- **Short task**
Rescale the items below by reproducing every line, requests included, and multiplying each x and y coordinate in the answers by 2.45, rounded to the nearest whole number with halves rounded up. Leave the requests and their sample coordinates unchanged, and apply this to every item.

- **Data for the task**
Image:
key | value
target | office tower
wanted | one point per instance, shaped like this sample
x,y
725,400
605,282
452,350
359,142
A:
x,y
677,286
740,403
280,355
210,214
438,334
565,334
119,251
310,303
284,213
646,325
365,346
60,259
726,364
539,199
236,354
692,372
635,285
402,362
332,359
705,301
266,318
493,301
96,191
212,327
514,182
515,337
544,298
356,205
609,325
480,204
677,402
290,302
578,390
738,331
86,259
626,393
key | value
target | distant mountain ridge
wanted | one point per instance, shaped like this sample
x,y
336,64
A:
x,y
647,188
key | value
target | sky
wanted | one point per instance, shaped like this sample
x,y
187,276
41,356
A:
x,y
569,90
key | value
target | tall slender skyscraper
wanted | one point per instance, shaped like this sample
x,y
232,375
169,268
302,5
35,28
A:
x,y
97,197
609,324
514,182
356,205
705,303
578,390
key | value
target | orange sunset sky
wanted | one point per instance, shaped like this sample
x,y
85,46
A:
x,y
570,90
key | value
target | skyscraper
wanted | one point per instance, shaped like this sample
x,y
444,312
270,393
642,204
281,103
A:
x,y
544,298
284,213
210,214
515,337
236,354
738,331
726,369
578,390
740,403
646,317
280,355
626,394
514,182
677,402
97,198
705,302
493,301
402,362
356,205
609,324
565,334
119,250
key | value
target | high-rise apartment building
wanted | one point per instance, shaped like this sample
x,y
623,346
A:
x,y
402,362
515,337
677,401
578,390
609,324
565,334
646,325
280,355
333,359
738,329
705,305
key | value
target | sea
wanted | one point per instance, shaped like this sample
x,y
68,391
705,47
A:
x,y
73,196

- **Answer to this exercise**
Image:
key | value
target | office tower
wanted | one point per instance, shaped like this sample
x,y
725,400
605,282
452,350
359,142
A:
x,y
1659,701
1813,987
686,870
515,524
1073,818
1384,818
292,615
760,742
696,522
1583,796
894,848
147,635
1779,892
1321,488
578,867
1695,911
1556,698
985,887
813,880
1727,737
652,779
1208,737
235,468
519,801
1259,446
1262,826
1333,730
872,502
1492,796
1176,500
1659,985
711,740
1416,956
1808,811
211,635
1534,963
key | value
target | distant mountain ridge
wanted | one point per instance, shaped like this sample
x,y
336,64
A:
x,y
1585,461
key | value
target | sky
wanted | one point per instance, shaped like this sample
x,y
187,276
41,356
A:
x,y
1394,221
key | value
target | tall slender skyscraper
wanted | one point per instance, shaped like this sample
x,y
232,375
169,268
302,5
35,28
A:
x,y
238,483
1492,794
1259,446
872,502
1727,742
1416,956
key | value
target | orange sunset sky
wanted | one point per instance, shaped like this sample
x,y
85,46
A:
x,y
1397,221
key | value
target | skyscraper
wanted | one point per instance, shaped like this sample
x,y
444,312
270,393
642,204
281,103
A:
x,y
1333,730
696,522
515,524
1262,826
578,867
1808,811
1779,904
1416,956
1813,987
1583,777
686,870
1534,965
1259,446
1659,985
238,485
1727,740
1208,737
985,887
872,502
1492,794
1384,818
292,613
key | value
target | high-rise apartment building
wanted | one point per instance, shaped like this sample
x,y
623,346
A:
x,y
985,887
1262,826
1659,982
1416,956
1492,794
1384,818
1583,796
686,870
816,880
1808,806
1727,747
key | value
target | sea
wanted | one point per instance, shaped like this sample
x,y
68,391
705,47
A:
x,y
179,480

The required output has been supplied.